__Exercice écrit 1__: Selon l'article sur les Playoffs NBA présenté plus bas, combien de points par match LeBron a-t-il marqués en moyenne lors des Playoffs 2006 ?

__Bloc de texte__:
Chaque année les Playoffs NBA nous réservent leurs lots d’émotions. Entre performances XXL, upsets mémorables, et records battus, il existe une catégorie de personnes qui doivent se frayer une place sous les projecteurs. C’est le cas de Ja Morant, Trae Young et Devin Booker, qui font cette année, leur début sur un parquet après la fin de la saison régulière. C’est le baptême du feu, une expérience qui marque à tout jamais un tournant dans leur jeune carrière de joueur NBA. Être un bon joueur de saison régulière n’implique pas nécessairement d’être aussi bon en Playoffs. La pression n’est pas la même, le niveau des défenses augmente, en bref, il faut savoir assumer et élever le niveau pour se faire une place dans la cour des grands. Par le passé, certains l’ont compris et en ont profité pour marquer les esprits et écrire les premières lignes de leur légende.
On pense de suite à la première série de Michael Jordan en 1985, qui malgré une élimination face aux Bucks (1-3 score final), a su montrer l’étendue de son talent à la planète basket. Avec une affolante ligne de statistiques : pas moins de 29,3 points, 5,8 rebonds, 8,5 passes et 3 interceptions en moyenne, le tout à 43,6 % de réussite au tir. Première fois réussie pour le rookie qui donne le ton pour ce qui arrivera pour la suite de sa carrière.
Comment ne pas mentionner les Playoffs 2006 de LeBron ? Après trois ans d’attente pour jouer ces Playoffs, il s’illustre avec ses 35,7 points, 7,5 rebonds, et 5,7 passes par match à 51%. James a fait de sa première série de Playoffs une formalité pour éliminer les Wizards en six matchs.
Un autre exemple de première fois maîtrisée un peu plus récent : la première série de Luka Doncic face aux Clippers, qui malgré l’élimination 2-4 se démarque avec 31 points, 9,8 rebonds et 7,8 passes avec 50% de réussite.
Vous l’aurez compris, la première fois en Playoffs est un moment inoubliable et ô combien important dans la carrière d’un joueur. La pression est immense et il faut être au rendez-vous. Cet article n’a pas pour but de simplement comparer les résultats et les chiffres de ces trois joueurs. Les contextes sont différents, et les attentes aussi sont différentes pour chacun. Il s’agit de s’intéresser aux défis et aux objectifs qui étaient accordés à ces trois nouveaux. Nous allons donc faire le bilan des 5 premiers matchs de Playoffs de Ja, Trae, et Devin. Qui sait ? Dans quinze ans, peut-être que l’un des trois nous fera prendre du recul et nous fera dire à quel point ses premiers Playoffs étaient annonciateurs d’une carrière exceptionnelle.

__Exercice écrit 2__: Relevez chaque ligne des enregistrements ci-dessous qui contient le mot « person ».

__Données de l'exercice__:
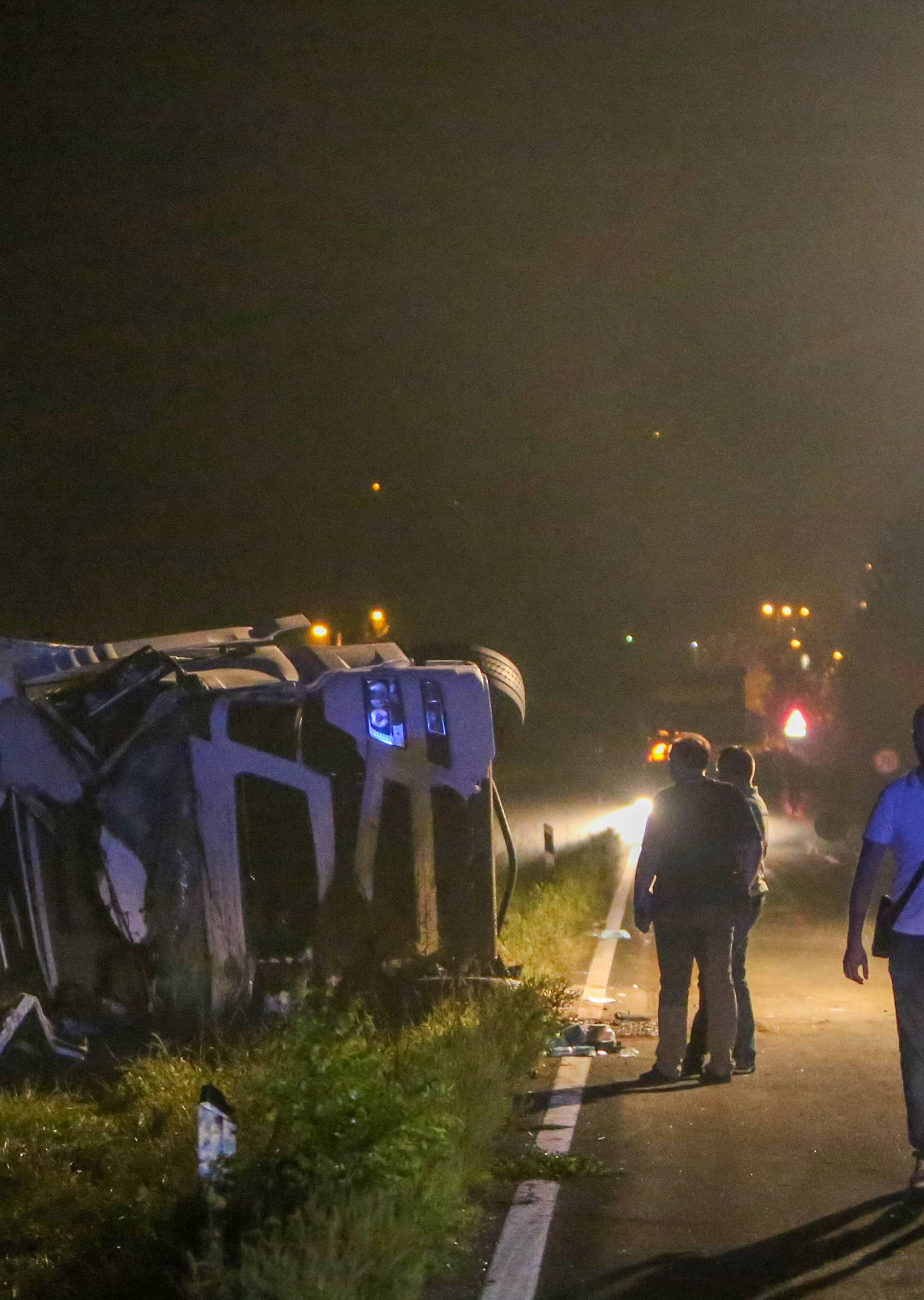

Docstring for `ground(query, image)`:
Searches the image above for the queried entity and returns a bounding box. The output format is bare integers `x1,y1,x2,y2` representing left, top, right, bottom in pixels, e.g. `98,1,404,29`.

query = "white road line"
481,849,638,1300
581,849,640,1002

--

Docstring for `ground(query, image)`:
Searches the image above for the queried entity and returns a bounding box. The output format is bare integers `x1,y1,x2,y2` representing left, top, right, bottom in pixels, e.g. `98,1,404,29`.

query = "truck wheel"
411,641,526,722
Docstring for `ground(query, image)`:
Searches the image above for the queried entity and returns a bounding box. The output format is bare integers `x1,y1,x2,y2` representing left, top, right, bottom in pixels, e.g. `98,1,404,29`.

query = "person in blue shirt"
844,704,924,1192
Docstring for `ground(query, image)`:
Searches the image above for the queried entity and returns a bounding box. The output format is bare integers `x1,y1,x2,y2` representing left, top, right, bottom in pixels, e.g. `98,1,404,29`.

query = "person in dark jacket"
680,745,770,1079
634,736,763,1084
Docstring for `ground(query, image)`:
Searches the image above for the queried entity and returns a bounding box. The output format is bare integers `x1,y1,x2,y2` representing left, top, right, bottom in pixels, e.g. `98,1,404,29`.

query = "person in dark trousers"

---

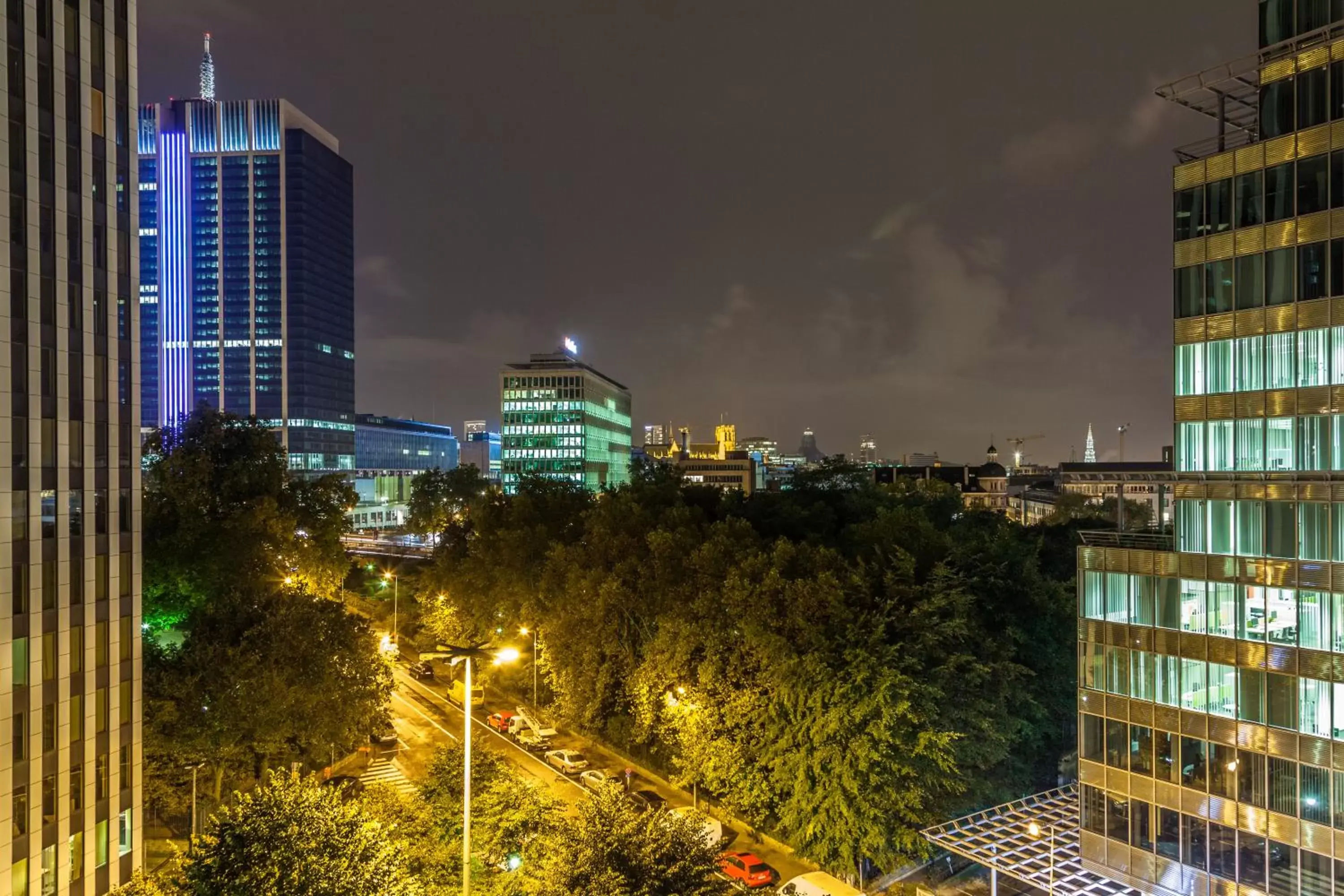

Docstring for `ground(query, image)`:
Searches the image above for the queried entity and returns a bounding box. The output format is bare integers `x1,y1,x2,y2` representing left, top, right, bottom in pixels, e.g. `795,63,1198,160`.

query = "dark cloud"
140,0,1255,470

__Réponse détaillée 1__: LeBron a marqué en moyenne 35,7 points par match lors des Playoffs 2006.

__Réponse détaillée 2__:
query = "person in blue shirt"
query = "person in dark jacket"
query = "person in dark trousers"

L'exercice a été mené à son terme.